### Work to be completed
Return the lines below exactly, starting with the line that contains "the car hood" and stopping after the last line.

********************

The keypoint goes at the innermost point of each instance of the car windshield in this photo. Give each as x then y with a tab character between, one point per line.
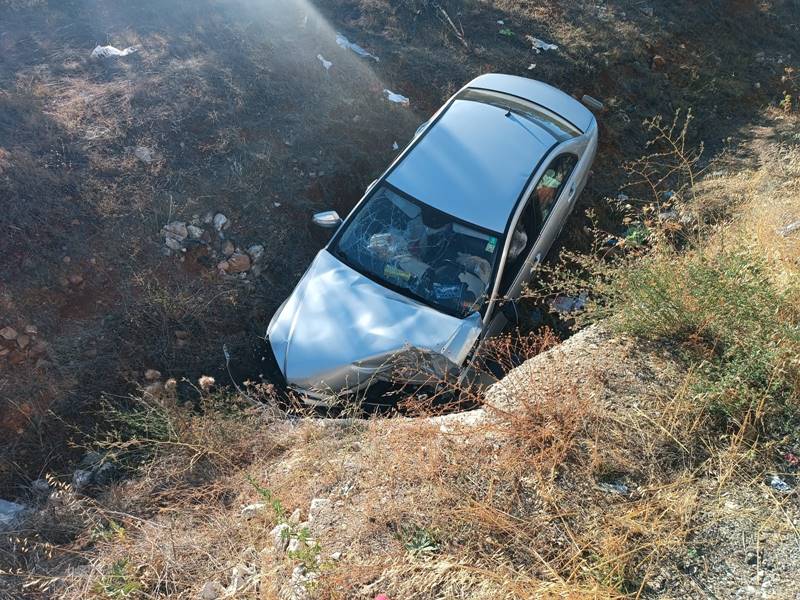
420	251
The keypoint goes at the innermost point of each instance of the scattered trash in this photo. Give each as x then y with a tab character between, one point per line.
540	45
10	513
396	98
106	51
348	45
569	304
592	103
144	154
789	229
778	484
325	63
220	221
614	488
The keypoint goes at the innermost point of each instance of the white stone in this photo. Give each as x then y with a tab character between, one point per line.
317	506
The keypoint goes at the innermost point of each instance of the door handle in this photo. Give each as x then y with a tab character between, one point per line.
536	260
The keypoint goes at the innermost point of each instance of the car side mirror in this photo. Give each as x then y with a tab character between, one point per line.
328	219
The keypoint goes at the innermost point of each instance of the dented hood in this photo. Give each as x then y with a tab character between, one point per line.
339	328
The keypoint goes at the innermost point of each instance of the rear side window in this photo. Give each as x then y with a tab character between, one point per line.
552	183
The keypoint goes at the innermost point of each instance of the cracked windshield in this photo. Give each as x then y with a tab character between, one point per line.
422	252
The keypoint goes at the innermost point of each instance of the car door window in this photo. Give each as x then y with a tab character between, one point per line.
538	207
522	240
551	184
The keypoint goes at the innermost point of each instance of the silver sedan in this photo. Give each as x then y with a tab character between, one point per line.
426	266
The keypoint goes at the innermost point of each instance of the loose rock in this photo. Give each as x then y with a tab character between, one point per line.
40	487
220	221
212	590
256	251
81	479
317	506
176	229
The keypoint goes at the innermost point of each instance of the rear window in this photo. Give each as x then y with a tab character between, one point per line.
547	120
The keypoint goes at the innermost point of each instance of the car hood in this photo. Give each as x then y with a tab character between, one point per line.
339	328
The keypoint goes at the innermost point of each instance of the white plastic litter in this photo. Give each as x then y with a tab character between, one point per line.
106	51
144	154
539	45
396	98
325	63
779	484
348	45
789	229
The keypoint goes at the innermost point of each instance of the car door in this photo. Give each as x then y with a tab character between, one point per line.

********************

### Written solution
The keypoint goes at the innermost point of each instance of the car hood in this photo. Give each as x then y with a tab character between, one point per line.
339	328
The keypoint goes at the innermost point of each instance of the white plastic litter in this photo. Give each as x then y with a tab character between, one point per line.
106	51
144	154
539	45
396	98
325	63
779	484
348	45
789	229
The keypoint goes at the innermost point of each instance of the car door in this photo. Give each as x then y with a tab character between, one point per line.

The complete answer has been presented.